## PAGE TEXT
######

NORTHERN Isles MP Alistair Carmichael has accused Chancellor Rishi Sunak of presenting a spring budget that is giving with one hand while “snatching away with the other”.
The Lib Dem politician labelled today’s announcement in the Commons as “sleight of hand in the face of a cost-of-living crisis”.
Sunak confirmed the expected mitigation of the national insurance contribution hike of 1.25 percentage points by raising the threshold for payments to £12,570 as well a 5p drop in fuel duty, the largest such cut ever.
There was also a suggestion that the basic rate of income tax may be cut by 1p in two years’ time.
Carmichael said in the light of the latest economic data with an inflation rate of 6.2 per cent, expected to rise to 7.4 per cent for the rest of the year, the measures announced fell short of what is required.
Meanwhile the Office of Budget Responsibility (OBR) is warning about the biggest annual fall in living standards since its records began.
“People listening to the Chancellor’s statement as a cost-of-living crisis looms large would be forgiven for asking ‘is this really it?’ the Orkney and Shetland MP said.
“The Chancellor spent time bragging about bringing borrowing down. Frankly, when households are facing their own personal costs going up and paying the price for government inaction, that brag will ring hollow.
“Families were looking to the Chancellor to offer them hope, but instead he has added to their struggles by hitting them with years of unfair taxes. The Chancellor seems to have recognised the folly of his unfair National Insurance hike by partially mitigating it – he should instead scrap the hike entirely.
“A cut to fuel duty will be important for islanders who rely heavily on cars facing soaring prices at the pump, but it is pretty thin gruel compared to the scale of the challenge.”
The change in fuel duty comes into force at 6pm today, but retailers have already warned that prices will not come down instantly.
Reduced fuel prices will only be implemented once petrol stations’ tanks have been re-filled with fuel sold to them by wholesalers at the lower price.
Carmichael added: “The government would have been better off looking at the fuel tax hikes he is imposing on businesses or bringing in an emergency cut to VAT, as Liberal Democrats have called for, which would put £600 back into the pockets of the average family.”
Highlands and Islands development manager at the Federation of Small Businesses (FSB), David Richardson, said some of the measures announced were beneficial to his clients but more should have been done.
“With fuel poverty in the Highlands & Islands perhaps the highest in the UK, everyone here is feeling the pinch, but it must be remembered that small businesses have none of the protections of households, nor the negotiating power of big businesses,” he said.
“In short, while beneficial, an opportunity was missed to bring real help to the countless small businesses currently being overwhelmed by massive energy price hikes. Action is still required on this front now, or we face witnessing some great businesses that struggled through the pandemic and survived, going to the wall just as things should have been getting better.”

######

## TASKS TO COMPLETE
#1 List every person named in the budget article.
#2 From the budget article, repeat the stretch from "Reduced fuel prices" through "have been done.".

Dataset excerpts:
######

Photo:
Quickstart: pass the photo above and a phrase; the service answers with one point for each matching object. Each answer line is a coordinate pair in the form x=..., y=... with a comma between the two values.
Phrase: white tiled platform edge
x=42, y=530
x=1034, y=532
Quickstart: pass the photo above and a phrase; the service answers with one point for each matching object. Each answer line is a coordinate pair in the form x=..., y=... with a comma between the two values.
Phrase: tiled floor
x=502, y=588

######

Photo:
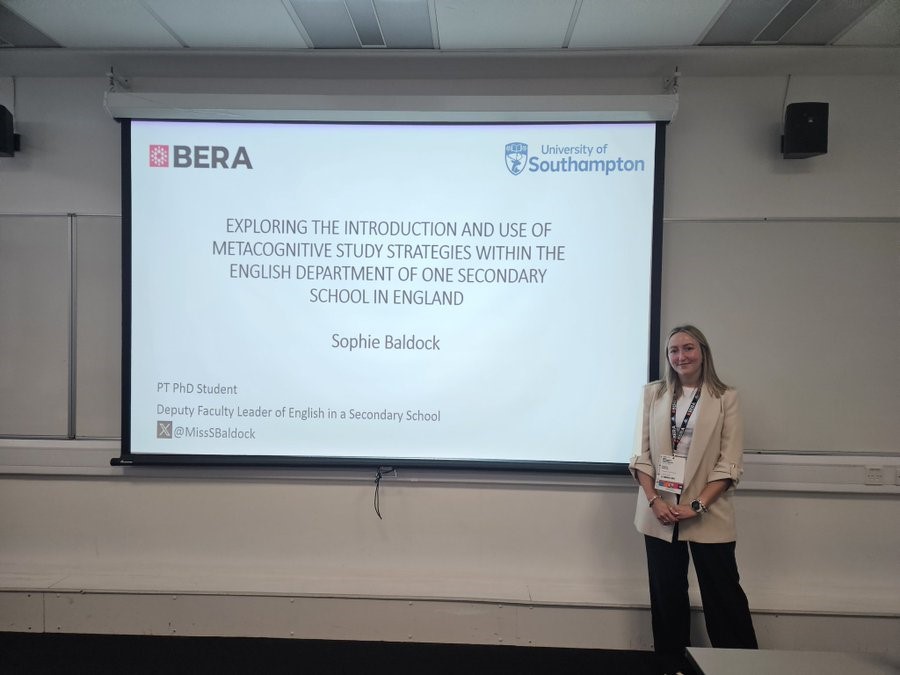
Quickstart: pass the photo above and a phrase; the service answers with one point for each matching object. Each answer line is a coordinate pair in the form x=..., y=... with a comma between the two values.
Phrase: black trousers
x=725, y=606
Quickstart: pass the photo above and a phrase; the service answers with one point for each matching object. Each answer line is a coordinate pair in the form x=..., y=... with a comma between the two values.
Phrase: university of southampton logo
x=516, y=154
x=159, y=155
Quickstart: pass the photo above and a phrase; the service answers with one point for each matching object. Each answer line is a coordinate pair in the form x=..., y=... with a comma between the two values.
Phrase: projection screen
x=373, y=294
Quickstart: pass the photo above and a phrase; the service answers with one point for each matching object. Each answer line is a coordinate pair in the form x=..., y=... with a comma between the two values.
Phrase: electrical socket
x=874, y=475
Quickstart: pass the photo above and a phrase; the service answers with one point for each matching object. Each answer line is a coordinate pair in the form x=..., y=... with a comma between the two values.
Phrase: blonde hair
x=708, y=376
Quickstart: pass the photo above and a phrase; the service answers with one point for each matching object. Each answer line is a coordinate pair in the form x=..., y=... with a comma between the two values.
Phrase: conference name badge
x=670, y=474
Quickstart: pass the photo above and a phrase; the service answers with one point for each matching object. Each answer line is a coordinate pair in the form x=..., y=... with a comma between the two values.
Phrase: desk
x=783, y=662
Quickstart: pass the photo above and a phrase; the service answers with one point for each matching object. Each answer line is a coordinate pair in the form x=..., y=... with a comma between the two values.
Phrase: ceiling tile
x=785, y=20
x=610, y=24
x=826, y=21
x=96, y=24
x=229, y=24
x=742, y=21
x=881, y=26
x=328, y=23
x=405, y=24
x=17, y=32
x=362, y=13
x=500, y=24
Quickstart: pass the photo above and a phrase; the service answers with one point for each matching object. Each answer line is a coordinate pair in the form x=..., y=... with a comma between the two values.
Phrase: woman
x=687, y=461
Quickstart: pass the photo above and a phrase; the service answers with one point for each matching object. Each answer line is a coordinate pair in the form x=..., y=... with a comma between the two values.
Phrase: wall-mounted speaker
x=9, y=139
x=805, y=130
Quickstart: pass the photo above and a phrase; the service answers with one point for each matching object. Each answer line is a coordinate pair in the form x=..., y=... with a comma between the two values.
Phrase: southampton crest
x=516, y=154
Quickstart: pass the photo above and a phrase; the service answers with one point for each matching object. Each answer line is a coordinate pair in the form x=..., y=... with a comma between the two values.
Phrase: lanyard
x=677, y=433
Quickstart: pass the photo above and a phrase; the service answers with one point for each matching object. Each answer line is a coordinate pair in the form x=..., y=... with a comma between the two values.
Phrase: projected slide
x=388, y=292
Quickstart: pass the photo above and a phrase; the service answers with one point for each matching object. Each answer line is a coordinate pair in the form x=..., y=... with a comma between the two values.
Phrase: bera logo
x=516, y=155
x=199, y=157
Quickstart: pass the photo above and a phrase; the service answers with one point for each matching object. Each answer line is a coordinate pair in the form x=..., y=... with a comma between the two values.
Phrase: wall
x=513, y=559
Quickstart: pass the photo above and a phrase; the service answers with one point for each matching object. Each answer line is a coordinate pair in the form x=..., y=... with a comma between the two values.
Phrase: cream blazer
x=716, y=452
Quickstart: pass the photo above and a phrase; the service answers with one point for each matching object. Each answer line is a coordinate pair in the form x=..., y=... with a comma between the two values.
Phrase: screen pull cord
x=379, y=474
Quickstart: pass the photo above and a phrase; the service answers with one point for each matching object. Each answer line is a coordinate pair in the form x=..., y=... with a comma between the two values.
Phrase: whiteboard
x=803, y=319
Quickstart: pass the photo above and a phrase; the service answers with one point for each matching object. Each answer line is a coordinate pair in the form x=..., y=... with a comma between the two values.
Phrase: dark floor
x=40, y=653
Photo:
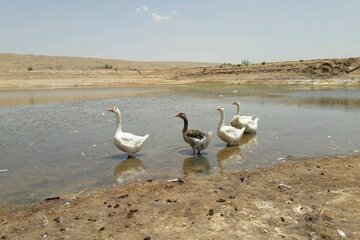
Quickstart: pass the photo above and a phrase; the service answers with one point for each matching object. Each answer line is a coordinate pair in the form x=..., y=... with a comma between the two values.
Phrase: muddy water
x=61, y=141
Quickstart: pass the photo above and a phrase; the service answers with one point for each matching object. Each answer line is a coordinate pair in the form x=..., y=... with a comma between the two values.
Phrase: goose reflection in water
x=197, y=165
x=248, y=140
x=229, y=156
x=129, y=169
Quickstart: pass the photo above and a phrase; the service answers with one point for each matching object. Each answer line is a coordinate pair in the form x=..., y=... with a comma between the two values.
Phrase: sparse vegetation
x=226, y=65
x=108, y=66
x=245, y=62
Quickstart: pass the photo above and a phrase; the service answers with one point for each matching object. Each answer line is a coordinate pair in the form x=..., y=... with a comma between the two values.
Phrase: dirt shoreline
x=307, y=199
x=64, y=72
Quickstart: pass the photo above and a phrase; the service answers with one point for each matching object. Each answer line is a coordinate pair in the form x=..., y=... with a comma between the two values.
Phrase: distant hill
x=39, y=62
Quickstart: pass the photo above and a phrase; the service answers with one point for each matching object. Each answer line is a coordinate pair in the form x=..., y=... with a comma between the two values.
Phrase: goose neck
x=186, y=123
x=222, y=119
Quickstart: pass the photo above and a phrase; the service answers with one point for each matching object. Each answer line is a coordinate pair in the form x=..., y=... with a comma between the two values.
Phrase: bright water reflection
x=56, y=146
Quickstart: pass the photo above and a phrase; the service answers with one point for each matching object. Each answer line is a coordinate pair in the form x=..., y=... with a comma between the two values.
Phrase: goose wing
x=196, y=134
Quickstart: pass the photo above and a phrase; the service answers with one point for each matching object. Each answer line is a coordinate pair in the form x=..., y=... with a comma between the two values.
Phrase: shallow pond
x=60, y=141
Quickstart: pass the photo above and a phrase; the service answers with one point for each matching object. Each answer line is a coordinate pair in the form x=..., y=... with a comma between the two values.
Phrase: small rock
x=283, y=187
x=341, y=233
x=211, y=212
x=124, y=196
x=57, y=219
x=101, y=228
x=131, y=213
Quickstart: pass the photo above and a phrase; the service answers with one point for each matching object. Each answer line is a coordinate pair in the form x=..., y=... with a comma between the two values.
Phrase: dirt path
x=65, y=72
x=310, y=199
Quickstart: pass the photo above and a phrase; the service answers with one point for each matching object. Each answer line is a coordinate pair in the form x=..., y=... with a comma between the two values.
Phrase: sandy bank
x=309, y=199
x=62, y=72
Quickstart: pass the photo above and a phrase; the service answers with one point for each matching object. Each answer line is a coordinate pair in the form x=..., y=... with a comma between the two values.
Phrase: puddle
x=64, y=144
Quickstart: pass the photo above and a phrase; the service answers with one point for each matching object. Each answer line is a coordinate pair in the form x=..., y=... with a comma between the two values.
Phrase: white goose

######

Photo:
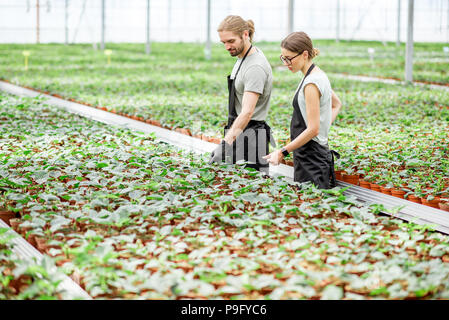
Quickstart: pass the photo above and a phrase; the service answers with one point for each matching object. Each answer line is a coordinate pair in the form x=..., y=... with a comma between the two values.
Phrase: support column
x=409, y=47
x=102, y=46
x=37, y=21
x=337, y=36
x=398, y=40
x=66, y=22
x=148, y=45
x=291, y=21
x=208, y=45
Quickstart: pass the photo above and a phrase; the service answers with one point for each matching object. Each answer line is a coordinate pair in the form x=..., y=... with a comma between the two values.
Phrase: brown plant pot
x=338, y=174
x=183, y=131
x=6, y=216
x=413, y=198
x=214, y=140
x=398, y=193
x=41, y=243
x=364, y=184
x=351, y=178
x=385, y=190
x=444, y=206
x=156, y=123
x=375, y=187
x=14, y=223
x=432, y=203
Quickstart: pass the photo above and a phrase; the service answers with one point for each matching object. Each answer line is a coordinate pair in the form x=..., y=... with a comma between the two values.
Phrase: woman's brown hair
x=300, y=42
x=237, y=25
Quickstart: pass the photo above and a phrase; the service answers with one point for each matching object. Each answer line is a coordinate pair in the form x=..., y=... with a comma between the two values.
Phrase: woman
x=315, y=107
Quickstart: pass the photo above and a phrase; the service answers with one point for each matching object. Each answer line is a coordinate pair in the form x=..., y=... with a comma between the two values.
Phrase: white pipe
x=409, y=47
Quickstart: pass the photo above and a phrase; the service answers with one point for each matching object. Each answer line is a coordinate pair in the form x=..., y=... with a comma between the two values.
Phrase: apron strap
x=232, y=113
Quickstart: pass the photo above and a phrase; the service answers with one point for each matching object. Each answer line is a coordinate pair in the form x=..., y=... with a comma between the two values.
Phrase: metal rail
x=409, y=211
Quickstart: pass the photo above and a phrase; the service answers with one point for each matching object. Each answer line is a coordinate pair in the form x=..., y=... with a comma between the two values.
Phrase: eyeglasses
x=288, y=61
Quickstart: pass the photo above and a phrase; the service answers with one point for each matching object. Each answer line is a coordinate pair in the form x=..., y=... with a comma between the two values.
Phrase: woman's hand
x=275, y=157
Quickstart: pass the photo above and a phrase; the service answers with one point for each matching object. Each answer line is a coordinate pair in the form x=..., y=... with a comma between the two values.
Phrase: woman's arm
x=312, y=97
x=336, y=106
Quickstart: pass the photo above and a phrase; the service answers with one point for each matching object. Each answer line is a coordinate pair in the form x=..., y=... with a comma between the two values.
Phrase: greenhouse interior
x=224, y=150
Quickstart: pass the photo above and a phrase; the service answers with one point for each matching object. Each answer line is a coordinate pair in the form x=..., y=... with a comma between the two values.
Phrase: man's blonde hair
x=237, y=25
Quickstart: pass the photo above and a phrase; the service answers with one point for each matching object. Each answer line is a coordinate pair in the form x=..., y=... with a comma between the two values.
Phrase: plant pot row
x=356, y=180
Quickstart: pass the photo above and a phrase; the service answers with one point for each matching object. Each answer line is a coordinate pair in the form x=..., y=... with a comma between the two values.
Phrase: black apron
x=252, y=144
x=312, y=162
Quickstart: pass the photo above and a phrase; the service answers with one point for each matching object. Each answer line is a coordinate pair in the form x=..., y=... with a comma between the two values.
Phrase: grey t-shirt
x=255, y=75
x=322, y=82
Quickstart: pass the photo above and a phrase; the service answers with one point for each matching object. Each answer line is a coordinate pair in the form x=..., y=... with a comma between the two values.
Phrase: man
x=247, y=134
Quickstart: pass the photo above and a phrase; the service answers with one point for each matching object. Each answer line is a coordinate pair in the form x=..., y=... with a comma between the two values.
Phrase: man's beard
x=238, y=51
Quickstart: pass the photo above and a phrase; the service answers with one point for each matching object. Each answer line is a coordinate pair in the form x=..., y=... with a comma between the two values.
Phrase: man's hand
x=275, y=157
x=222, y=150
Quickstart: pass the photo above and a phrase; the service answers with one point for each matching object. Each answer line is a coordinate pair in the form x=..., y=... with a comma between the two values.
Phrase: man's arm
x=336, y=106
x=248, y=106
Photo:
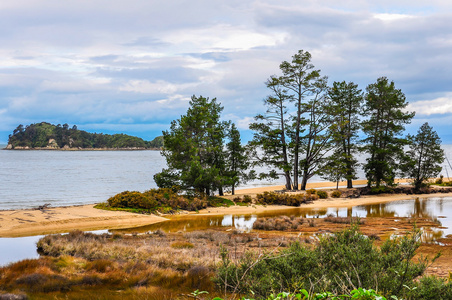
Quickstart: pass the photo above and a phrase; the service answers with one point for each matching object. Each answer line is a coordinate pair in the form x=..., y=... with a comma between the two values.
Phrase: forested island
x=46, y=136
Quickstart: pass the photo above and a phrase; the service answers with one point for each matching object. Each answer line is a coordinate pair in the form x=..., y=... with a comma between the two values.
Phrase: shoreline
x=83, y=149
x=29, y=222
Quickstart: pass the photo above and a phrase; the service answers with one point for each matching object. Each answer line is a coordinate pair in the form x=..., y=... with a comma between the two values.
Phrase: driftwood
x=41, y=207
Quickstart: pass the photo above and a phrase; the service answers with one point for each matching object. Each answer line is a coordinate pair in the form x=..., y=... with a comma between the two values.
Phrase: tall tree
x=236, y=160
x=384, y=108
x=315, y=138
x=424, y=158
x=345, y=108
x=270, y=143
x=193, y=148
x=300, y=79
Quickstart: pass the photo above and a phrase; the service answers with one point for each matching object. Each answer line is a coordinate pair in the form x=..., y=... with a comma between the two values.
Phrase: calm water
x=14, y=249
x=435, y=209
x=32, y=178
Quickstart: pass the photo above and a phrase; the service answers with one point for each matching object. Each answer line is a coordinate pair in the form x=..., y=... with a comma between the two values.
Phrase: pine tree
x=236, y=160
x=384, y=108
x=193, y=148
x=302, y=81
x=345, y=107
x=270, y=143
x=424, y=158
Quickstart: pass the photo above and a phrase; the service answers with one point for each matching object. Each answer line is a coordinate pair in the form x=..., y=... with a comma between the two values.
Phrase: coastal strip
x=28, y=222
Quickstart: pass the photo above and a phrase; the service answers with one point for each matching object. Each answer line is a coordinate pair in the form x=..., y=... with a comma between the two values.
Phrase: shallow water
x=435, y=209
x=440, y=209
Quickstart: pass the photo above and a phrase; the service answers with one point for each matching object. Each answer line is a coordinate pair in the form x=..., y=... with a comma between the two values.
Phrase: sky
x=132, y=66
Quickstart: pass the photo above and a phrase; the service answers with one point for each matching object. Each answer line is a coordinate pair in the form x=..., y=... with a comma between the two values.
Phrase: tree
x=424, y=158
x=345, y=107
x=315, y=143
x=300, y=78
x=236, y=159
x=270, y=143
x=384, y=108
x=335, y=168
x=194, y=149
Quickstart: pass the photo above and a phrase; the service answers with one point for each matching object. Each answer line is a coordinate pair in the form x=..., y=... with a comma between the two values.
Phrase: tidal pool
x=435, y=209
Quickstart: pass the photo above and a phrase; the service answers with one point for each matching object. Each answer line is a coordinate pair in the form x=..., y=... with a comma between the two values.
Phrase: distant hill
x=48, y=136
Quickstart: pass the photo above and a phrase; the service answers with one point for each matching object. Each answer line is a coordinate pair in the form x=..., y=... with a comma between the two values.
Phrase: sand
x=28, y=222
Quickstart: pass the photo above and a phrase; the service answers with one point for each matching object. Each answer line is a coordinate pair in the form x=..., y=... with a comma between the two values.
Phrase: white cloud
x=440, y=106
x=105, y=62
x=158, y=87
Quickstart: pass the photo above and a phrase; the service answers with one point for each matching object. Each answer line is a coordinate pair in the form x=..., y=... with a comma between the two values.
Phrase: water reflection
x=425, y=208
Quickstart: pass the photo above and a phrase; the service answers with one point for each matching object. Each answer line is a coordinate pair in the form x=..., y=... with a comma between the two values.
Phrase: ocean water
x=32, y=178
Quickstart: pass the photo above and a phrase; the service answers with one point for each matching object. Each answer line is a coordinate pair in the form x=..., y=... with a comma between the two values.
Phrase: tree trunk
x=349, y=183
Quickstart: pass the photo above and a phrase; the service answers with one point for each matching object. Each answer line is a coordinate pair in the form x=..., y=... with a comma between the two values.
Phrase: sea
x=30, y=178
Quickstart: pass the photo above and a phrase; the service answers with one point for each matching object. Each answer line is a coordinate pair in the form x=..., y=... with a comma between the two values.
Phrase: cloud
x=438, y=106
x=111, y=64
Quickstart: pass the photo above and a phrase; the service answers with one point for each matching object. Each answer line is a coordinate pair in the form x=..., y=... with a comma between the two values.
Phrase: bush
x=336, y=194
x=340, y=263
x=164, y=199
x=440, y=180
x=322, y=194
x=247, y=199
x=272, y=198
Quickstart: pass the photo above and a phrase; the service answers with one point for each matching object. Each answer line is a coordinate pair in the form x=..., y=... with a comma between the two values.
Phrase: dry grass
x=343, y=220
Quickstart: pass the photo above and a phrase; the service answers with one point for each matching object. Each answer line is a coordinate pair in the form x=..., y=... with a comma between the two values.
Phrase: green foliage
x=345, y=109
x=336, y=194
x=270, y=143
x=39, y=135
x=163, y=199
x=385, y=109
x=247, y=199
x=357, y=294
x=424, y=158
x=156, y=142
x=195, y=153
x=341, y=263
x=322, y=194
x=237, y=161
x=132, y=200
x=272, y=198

######

## ANSWERS GIVEN
#1
Alistair Carmichael
Rishi Sunak
David Richardson

#2
Reduced fuel prices will only be implemented once petrol stations’ tanks have been re-filled with fuel sold to them by wholesalers at the lower price.
Carmichael added: “The government would have been better off looking at the fuel tax hikes he is imposing on businesses or bringing in an emergency cut to VAT, as Liberal Democrats have called for, which would put £600 back into the pockets of the average family.”
Highlands and Islands development manager at the Federation of Small Businesses (FSB), David Richardson, said some of the measures announced were beneficial to his clients but more should have been done.